-- Directions for this task --
Revise the data from its first line through the line containing "xmin=329 ymin=0 xmax=684 ymax=315", changing "soil embankment" to "earth embankment" and leaving everything else as it is. Return only that part.

-- Data listing --
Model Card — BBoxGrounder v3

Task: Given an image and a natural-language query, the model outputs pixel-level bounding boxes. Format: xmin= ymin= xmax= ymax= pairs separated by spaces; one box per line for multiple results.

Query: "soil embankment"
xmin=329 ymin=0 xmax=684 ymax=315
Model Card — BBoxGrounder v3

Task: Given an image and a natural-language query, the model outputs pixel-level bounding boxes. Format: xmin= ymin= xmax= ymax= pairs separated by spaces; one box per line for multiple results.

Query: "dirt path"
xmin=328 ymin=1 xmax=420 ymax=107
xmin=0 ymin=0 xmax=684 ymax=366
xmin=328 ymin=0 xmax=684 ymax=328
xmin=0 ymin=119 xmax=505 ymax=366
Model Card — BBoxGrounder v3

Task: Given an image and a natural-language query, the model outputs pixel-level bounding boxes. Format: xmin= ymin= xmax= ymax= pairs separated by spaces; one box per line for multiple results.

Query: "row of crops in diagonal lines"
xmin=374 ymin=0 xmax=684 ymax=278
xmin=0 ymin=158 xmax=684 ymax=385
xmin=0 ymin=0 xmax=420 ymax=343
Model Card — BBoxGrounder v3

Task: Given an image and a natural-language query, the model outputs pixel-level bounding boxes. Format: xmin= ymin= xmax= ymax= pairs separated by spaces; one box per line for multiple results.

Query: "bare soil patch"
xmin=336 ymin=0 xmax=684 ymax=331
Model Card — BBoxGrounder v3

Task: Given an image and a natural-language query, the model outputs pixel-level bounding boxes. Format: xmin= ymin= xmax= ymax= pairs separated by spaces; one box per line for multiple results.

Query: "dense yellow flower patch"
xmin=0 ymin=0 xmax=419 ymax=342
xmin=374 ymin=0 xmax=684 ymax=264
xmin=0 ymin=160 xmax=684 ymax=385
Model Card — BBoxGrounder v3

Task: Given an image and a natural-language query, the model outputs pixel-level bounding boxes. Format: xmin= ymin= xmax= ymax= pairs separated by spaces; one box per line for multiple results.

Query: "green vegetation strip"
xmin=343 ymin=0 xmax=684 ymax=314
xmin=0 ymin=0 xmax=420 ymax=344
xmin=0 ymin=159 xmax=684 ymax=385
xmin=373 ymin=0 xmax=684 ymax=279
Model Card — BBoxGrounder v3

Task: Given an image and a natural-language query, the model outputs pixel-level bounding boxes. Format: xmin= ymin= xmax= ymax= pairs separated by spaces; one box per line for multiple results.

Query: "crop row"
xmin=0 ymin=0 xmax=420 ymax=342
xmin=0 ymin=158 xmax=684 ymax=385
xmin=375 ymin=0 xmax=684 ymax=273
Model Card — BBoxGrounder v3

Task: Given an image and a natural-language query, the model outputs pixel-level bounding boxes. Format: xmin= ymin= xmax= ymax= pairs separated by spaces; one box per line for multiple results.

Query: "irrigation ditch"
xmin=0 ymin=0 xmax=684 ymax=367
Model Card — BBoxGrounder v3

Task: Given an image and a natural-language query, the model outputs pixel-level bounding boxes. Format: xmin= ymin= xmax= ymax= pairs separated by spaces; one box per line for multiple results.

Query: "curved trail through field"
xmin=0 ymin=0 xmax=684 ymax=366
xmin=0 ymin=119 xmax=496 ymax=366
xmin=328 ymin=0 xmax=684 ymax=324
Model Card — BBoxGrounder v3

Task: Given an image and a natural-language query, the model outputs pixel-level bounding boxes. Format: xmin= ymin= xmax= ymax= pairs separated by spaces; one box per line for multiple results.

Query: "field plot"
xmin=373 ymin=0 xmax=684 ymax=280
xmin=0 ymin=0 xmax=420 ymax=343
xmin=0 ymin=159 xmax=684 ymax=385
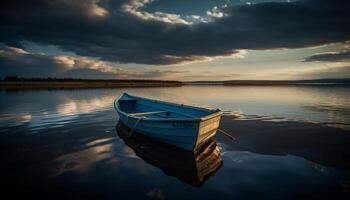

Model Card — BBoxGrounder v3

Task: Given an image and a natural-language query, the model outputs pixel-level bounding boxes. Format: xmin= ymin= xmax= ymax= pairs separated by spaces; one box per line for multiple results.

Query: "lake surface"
xmin=0 ymin=86 xmax=350 ymax=199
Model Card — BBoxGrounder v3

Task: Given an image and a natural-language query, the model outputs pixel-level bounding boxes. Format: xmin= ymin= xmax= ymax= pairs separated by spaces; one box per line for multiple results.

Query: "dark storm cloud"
xmin=0 ymin=47 xmax=122 ymax=78
xmin=0 ymin=47 xmax=188 ymax=79
xmin=304 ymin=51 xmax=350 ymax=62
xmin=0 ymin=0 xmax=350 ymax=64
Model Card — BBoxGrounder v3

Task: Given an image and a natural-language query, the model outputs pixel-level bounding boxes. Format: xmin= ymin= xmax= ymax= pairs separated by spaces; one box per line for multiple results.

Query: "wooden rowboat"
xmin=116 ymin=122 xmax=223 ymax=187
xmin=114 ymin=93 xmax=222 ymax=151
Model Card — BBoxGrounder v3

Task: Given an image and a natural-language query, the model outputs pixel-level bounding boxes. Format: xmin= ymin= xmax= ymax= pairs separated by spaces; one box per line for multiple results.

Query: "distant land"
xmin=0 ymin=76 xmax=350 ymax=89
xmin=183 ymin=78 xmax=350 ymax=85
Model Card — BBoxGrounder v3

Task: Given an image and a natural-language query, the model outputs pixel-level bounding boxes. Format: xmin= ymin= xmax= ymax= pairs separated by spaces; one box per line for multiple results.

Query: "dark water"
xmin=0 ymin=86 xmax=350 ymax=199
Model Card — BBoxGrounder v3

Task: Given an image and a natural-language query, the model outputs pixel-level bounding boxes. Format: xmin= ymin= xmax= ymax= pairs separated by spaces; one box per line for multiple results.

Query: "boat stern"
xmin=195 ymin=110 xmax=222 ymax=147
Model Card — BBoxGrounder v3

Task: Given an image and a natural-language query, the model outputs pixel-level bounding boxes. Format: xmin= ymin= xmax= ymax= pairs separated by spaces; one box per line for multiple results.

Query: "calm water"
xmin=0 ymin=86 xmax=350 ymax=199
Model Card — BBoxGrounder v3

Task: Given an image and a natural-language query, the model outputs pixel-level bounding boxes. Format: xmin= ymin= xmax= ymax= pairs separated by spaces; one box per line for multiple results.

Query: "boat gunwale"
xmin=114 ymin=92 xmax=223 ymax=122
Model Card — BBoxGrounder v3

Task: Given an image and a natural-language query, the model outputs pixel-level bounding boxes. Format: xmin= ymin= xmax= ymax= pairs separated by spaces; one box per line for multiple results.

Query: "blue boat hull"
xmin=115 ymin=94 xmax=221 ymax=150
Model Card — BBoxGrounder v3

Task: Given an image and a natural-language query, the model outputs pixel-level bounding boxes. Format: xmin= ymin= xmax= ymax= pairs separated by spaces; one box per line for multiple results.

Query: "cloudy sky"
xmin=0 ymin=0 xmax=350 ymax=81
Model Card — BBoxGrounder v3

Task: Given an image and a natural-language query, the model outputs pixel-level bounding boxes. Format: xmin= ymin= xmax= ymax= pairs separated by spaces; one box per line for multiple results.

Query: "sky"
xmin=0 ymin=0 xmax=350 ymax=81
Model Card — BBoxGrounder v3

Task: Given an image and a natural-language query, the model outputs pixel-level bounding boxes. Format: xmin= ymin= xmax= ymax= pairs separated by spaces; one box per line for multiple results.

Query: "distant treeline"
xmin=2 ymin=76 xmax=181 ymax=84
xmin=223 ymin=79 xmax=350 ymax=85
xmin=184 ymin=79 xmax=350 ymax=85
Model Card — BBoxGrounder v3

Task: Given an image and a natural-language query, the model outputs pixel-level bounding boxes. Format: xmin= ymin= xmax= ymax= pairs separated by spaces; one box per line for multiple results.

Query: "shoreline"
xmin=0 ymin=80 xmax=182 ymax=89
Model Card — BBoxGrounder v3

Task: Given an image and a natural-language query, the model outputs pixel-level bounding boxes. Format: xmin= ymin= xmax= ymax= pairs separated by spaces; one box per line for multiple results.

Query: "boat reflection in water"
xmin=116 ymin=122 xmax=223 ymax=186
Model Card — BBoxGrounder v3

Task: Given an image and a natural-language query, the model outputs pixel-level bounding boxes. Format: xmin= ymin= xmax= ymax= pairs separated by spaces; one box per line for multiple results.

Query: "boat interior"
xmin=118 ymin=94 xmax=216 ymax=119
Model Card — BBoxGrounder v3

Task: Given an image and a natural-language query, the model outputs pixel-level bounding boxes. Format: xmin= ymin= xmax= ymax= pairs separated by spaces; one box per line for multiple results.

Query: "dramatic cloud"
xmin=0 ymin=47 xmax=188 ymax=79
xmin=0 ymin=0 xmax=350 ymax=65
xmin=304 ymin=50 xmax=350 ymax=62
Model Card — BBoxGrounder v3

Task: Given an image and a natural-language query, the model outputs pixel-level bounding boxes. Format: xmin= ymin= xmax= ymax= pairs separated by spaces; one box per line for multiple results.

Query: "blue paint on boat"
xmin=114 ymin=93 xmax=222 ymax=150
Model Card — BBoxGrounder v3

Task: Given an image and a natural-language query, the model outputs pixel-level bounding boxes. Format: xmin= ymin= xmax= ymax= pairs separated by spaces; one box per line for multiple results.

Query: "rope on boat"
xmin=218 ymin=129 xmax=236 ymax=140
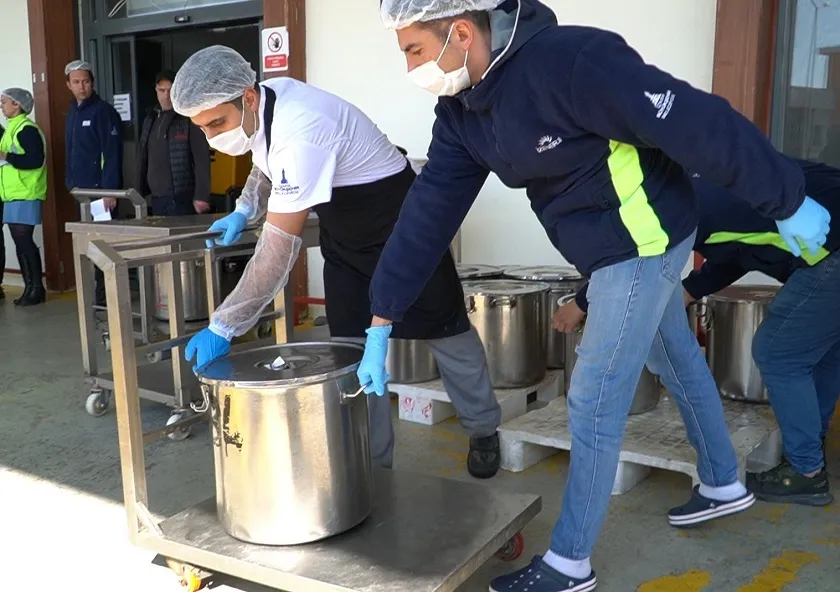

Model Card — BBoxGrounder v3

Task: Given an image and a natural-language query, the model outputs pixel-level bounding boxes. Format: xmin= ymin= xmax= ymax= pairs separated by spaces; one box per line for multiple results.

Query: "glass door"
xmin=772 ymin=0 xmax=840 ymax=166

-- Output for this task --
Model Card — BBoxGrounder v3

Task: Given an image and a natural-language query, the model outputs pixel-level bounding boxes. Format: xmin= ymin= xmax= ymax= pairs separated by spaces; one box per line for multiple results.

Query: "earth embankment"
xmin=329 ymin=0 xmax=684 ymax=315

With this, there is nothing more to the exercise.